» **TASK GOAL**: When the string "grass" is part of a line below, that line should be copied.

(Beginning of THE DATA)

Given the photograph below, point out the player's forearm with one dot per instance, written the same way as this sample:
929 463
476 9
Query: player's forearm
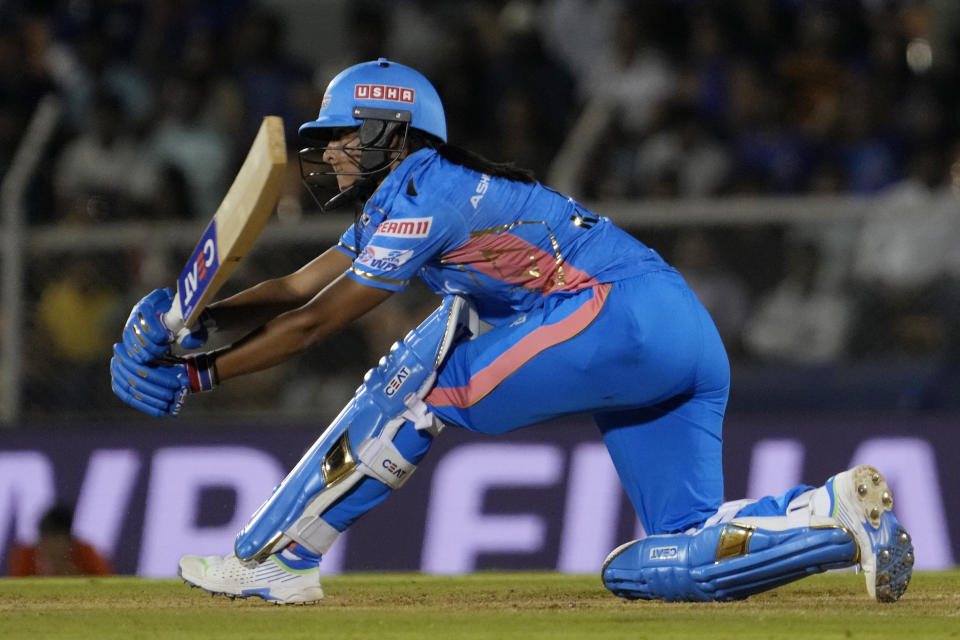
293 332
253 307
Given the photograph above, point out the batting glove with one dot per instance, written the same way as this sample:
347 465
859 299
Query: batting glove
147 336
159 389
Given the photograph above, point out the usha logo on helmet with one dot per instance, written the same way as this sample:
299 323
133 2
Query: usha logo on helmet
383 92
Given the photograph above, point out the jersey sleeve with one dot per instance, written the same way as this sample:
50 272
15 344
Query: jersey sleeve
402 244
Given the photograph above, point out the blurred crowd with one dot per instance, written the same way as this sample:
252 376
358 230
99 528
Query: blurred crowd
603 99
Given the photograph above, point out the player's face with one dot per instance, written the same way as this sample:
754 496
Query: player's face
343 156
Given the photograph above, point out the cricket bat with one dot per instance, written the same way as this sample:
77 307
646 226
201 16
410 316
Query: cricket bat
235 226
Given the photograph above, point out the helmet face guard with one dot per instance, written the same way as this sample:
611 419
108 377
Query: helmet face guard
377 146
381 100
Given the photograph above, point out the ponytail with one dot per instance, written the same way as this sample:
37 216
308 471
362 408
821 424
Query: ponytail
469 159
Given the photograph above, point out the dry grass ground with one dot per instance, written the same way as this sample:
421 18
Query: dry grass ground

(End of THE DATA)

» **ANSWER AREA**:
Given the photograph above, point out the dry grass ground with one dot per instance, written the same way as this sample:
Query: dry grass ground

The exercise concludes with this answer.